■ PROVIDED PASSAGE ■
——————

I will say your metric is a bit off though since those packs will have the majority of cards you need to build at least a single deck, so it’s not like you need to convert the average dust of 200 packs to build a deck. $200 in packs is basically equivalent to getting 2 large pre-order bundles and 1 regular bundle for a new expansion, and if you used that conversion for say, 3 different expansions, you’d definitely have more than 1 deck (you can basically get 90% of an expansion’s collection through a large bundle).

Combine that with reward tracks and you can get anywhere from 50-100 packs over the course (depending on completion and if you are on the free reward track or not). All of this said, assuming you spent $200 on bundles and completed either reward track, you’ll be at a good place playing competitively while having dust to craft just from duplicates, not including any cards you choose to dust after.

Compare that with Lorcana and you’ll be amazed that a Hades – Infernal Schemer was a $30 card (non-foil). Maleficent was a $40 card (non-foil), YGO is having HUGGGGGGGE issues with pricing right now as deck CORES are reaching up to the $800 mark (so not including staples, extra deck, or secondary/ tertiary engines, or side deck cards), and MTG is pricing itself out of everything that isn’t a part of core releases with side-sets having $15-$30 packs that nobody is buying.

——————

■ DATA ■

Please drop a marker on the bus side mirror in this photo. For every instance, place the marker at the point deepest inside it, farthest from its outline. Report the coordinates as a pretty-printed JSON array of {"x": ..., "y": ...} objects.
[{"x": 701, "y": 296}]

——————

■ THINGS TO DO ■
1. Answer these from the card game pricing passage:
(a) What purchase is $200 in packs said to be basically equivalent to?
(b) How many packs can reward tracks give over the course?
(c) What price is given for the non-foil Maleficent card?
2. List every kind of card that the card game pricing passage says is not included when YGO deck cores reach the $800 mark.

■ ANSWERS TO THE EXERCISE ■
1.
(a) Getting 2 large pre-order bundles and 1 regular bundle for a new expansion.
(b) Anywhere from 50-100 packs.
(c) $40.

2.
- Staples
- Extra deck
- Secondary/tertiary engines
- Side deck cards